* Entradas del listado:
..............................
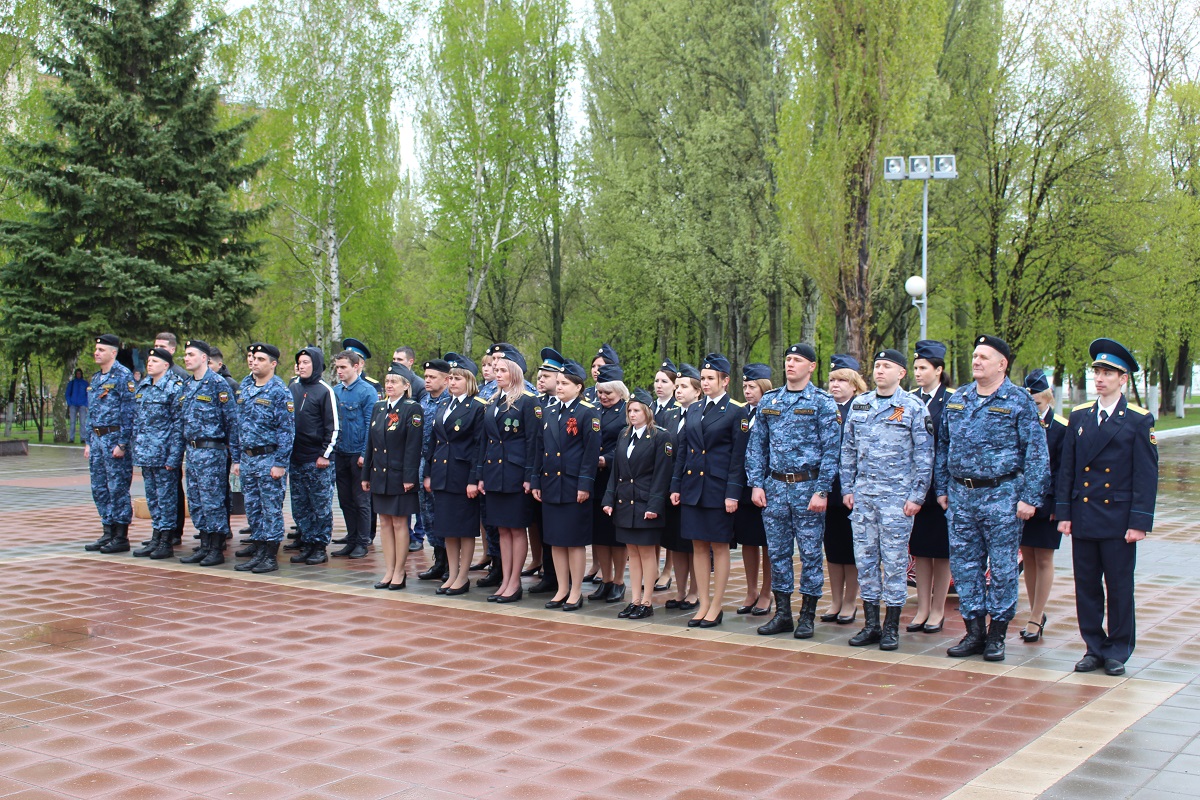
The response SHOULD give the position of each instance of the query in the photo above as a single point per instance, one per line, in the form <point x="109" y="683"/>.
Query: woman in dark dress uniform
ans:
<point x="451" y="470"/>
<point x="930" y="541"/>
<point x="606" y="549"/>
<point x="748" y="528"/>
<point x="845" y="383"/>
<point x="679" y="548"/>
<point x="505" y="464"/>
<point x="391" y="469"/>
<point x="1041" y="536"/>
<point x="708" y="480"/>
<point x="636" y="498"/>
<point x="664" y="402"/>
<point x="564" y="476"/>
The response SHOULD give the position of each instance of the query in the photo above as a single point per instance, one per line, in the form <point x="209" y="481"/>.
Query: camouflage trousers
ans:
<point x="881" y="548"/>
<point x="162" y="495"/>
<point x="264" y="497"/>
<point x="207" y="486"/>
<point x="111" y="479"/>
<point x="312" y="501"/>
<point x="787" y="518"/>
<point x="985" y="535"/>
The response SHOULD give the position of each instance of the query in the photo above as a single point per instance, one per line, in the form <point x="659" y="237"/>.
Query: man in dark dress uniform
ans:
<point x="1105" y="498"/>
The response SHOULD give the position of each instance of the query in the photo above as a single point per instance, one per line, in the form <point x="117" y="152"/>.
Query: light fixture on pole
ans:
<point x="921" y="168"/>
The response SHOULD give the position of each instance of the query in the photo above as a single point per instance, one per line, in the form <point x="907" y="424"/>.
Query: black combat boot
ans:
..............................
* Enunciado de la tarea: ¿Qué líneas del listado de arriba contienen la palabra "give"? Extráelas todas, teniendo en cuenta que se distinguen mayúsculas y minúsculas.

* Solución del problema:
The response SHOULD give the position of each instance of the query in the photo above as a single point per instance, one per line, in the form <point x="109" y="683"/>.
The response SHOULD give the position of each instance of the query in the photo above as a single point per instance, one per line, in the form <point x="209" y="481"/>.
The response SHOULD give the position of each instance of the query in the photo above as a single point per instance, one per line, in the form <point x="659" y="237"/>.
The response SHOULD give the position of each instance of the query in the photo above as a single point per instance, one per line, in the form <point x="117" y="152"/>.
The response SHOULD give the position of each instance of the query in the photo above as a single point per instance, one per line, in the form <point x="907" y="424"/>.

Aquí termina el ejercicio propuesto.